### Given instruction
Convert the lines below into a JSON list of strings, with one string for each line and any blank lines omitted.

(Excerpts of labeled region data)
►

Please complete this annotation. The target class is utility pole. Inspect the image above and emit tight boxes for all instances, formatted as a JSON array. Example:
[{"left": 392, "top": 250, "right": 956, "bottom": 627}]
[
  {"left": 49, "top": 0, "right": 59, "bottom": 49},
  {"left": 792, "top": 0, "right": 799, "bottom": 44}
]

◄

### Task answer
[
  "Please complete this annotation. The target class is utility pole. Inspect the image above and emit tight boxes for all instances, formatted as a JSON array. Example:",
  "[{\"left\": 392, \"top\": 250, \"right\": 956, \"bottom\": 627}]",
  "[",
  "  {\"left\": 49, \"top\": 0, \"right\": 59, \"bottom\": 49},",
  "  {\"left\": 792, \"top\": 0, \"right\": 799, \"bottom\": 44}",
  "]"
]